── PASSAGE CHOISI ──

Nouvelles révélations sur les massacres de Sabra et Chatila
Dans un livre sur la diplomatie américaine au Proche-Orient, le chercheur Seth Anziska revient sur les massacres de Sabra et Chatila (1982). Il apporte des éléments nouveaux sur l’implication du gouvernement israélien.
Analyse de l’ouvrage et entretien avec l’auteur par Sylvain Cypel.
Sabra-Shatila Photo Series.The Palestine Poster Project Archive
À l’automne 2012, à l’occasion des trente ans des massacres de Sabra et Chatila, le chercheur américain Seth Anziska publiait un article dans le New York Times sur la manière dont les dirigeants israéliens avaient, comme le déclarera le sous-secrétaire d’État Lawrence Eagleburger, « délibérément trompé » leurs interlocuteurs américains sur les massacres en cours dans les camps palestiniens dont ils avaient connaissance. L’article montrait aussi l’attitude peu courageuse que leur avait opposée l’administration Reagan, son ambassadeur itinérant au Proche-Orient Morris Draper au premier chef.
Pour ce faire, Anziska s’appuyait beaucoup sur des sources diplomatiques américaines. Aujourd’hui, il revient à la charge, et plus en profondeur. Dans un ouvrage intitulé Preventing Palestine : A Political History From Camp David to Oslo, une étude sur la diplomatie américaine au Proche-Orient sur la période qui va du premier accord de Camp David (1977) aux accords d’Oslo (1993), il consacre une vingtaine de pages aux massacres de Sabra et Chatila. Il a, cette fois, eu accès à de nouvelles sources, dont des documents classifiés des travaux de la célèbre commission Kahane qui, en Israël, avait évalué les responsabilités des dirigeants dans ces crimes.
COUP DE FORCE ISRAÉLIEN
Anziska rappelle que peu avant ces massacres, Israël avait remporté de facto une semi-victoire, avec l’expulsion (négociée) des combattants palestiniens de l’Organisation de libération de la Palestine (OLP), du Liban vers la Tunisie et d’autres pays arabes.
Mais une fois ces forces évacuées, le président américain Ronald Reagan avait prononcé, le 1er septembre 1982, le seul discours d’importance de ses deux mandats consacré au conflit israélo-palestinien. Il y exposait son « plan » pour l’avenir. Sans envisager un État palestinien, il soutenait une évacuation israélienne des territoires qu’elle occupait en Cisjordanie et à Gaza. Son objectif consistait à « réconcilier les enjeux sécuritaires légitimes d’Israël avec les droits légitimes des Palestiniens ». Il proposait donc l’ouverture de négociations, sur une période de transition durant laquelle les États-Unis exigeaient d’Israël « un gel immédiat de toute colonisation ». Enfin, le président américain spécifiait que « les Palestiniens doivent jouer un rôle dirigeant dans la détermination de leur propre avenir ».

───

Pouvez-vous recopier mot pour mot le passage de l'article sur Sabra et Chatila qui commence par « Analyse de l’ouvrage » et se poursuit jusqu'à « au premier chef. » ?

── LISTE ──

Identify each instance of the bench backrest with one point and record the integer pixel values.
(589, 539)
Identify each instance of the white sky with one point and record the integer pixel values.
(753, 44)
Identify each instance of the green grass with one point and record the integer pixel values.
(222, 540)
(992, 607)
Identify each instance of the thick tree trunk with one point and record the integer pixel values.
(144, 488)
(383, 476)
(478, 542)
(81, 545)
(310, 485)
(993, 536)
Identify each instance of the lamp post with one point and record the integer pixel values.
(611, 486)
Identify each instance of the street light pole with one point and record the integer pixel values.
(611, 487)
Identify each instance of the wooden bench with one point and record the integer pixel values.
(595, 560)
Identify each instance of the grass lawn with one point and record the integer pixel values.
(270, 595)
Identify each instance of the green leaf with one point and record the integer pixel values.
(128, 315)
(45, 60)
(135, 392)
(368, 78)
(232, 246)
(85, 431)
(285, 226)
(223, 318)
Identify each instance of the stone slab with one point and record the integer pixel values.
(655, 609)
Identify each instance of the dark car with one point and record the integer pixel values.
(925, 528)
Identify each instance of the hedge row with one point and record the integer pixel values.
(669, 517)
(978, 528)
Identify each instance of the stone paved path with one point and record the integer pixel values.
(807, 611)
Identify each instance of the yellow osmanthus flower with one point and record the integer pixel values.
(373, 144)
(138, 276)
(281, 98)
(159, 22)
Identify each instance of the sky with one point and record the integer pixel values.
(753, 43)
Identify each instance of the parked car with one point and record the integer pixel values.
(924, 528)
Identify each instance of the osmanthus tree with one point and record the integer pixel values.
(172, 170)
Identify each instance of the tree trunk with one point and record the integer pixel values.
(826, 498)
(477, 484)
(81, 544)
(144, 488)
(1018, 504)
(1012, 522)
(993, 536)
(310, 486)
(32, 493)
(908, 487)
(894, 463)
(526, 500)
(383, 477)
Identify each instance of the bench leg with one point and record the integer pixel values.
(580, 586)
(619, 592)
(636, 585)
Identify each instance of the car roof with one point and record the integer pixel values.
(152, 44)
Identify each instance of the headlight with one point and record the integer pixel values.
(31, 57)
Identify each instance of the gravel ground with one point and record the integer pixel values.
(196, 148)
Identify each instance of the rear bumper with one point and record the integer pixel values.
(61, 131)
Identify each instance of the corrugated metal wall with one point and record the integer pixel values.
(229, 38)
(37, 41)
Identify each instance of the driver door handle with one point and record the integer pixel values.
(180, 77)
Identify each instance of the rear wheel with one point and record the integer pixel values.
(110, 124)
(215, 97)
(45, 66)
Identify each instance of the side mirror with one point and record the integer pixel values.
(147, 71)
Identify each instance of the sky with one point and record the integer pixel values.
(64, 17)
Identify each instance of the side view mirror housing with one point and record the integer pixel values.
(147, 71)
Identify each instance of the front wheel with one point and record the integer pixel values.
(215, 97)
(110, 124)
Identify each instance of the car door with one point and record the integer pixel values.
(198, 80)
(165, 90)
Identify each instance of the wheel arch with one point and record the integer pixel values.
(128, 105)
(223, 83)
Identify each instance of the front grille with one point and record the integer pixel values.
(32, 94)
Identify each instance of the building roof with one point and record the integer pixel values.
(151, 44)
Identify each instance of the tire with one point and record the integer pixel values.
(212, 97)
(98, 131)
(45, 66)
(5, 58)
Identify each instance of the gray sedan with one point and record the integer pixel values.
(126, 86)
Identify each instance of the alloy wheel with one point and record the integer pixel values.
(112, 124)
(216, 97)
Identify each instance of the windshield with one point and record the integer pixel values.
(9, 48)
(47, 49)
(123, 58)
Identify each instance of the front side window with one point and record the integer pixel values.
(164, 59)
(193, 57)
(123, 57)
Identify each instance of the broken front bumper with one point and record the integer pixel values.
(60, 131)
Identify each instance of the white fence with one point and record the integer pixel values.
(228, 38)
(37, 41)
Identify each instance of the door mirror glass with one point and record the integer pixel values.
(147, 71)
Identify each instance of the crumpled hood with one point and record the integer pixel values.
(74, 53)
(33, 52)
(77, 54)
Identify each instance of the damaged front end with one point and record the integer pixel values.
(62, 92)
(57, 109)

───

(BONNE RÉPONSE)
Analyse de l’ouvrage et entretien avec l’auteur par Sylvain Cypel.
Sabra-Shatila Photo Series.The Palestine Poster Project Archive
À l’automne 2012, à l’occasion des trente ans des massacres de Sabra et Chatila, le chercheur américain Seth Anziska publiait un article dans le New York Times sur la manière dont les dirigeants israéliens avaient, comme le déclarera le sous-secrétaire d’État Lawrence Eagleburger, « délibérément trompé » leurs interlocuteurs américains sur les massacres en cours dans les camps palestiniens dont ils avaient connaissance. L’article montrait aussi l’attitude peu courageuse que leur avait opposée l’administration Reagan, son ambassadeur itinérant au Proche-Orient Morris Draper au premier chef.